(Records for this task Opens)

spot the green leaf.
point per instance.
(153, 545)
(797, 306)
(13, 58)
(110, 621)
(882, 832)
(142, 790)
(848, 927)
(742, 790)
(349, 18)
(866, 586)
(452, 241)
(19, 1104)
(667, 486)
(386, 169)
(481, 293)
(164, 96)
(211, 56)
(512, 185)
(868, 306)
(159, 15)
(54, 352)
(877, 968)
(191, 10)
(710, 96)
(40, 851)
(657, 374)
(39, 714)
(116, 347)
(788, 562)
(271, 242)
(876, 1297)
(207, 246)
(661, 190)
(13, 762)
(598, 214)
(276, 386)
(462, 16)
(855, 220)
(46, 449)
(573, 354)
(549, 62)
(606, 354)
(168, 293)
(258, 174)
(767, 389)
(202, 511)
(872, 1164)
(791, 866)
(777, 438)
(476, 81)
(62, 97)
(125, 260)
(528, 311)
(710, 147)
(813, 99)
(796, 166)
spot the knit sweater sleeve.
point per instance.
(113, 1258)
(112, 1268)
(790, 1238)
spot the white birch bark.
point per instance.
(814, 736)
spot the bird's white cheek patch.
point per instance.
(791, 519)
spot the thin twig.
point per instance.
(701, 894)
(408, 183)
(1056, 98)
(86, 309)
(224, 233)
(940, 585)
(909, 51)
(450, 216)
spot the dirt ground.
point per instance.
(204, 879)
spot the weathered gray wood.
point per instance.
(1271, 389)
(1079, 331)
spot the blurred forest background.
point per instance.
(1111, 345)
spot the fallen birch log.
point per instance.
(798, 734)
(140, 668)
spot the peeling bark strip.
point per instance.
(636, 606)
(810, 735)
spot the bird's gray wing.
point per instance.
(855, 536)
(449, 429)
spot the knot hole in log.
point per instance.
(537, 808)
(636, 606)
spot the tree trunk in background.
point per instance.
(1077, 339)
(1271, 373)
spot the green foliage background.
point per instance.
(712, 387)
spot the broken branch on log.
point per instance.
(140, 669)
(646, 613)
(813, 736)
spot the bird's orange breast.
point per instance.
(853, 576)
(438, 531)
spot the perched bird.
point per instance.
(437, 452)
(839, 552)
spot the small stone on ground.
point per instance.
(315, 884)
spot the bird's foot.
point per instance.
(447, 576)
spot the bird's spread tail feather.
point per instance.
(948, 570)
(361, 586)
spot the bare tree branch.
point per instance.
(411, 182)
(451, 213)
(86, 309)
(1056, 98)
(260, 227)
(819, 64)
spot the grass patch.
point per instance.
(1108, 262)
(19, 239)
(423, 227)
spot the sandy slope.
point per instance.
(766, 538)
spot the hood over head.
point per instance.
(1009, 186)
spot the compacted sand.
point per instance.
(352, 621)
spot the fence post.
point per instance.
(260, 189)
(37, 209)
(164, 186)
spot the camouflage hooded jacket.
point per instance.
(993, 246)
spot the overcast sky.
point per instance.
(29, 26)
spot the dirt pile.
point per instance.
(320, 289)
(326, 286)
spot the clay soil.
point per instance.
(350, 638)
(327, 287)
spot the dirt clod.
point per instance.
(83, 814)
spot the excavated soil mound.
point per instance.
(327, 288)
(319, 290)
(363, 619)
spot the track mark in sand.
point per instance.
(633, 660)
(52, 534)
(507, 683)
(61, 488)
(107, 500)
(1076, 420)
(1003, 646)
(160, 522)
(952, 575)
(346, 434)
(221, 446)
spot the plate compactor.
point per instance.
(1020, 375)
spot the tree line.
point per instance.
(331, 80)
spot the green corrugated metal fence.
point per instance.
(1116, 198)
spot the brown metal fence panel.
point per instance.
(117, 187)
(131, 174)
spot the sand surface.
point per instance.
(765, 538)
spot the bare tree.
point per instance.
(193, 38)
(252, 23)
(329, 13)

(Records for this task Closes)

_Try it_
Among the lines above, find those holding "background" and copy each one.

_Exercise solution_
spot the blurred forest background.
spot the tree trunk in background.
spot the green foliage background.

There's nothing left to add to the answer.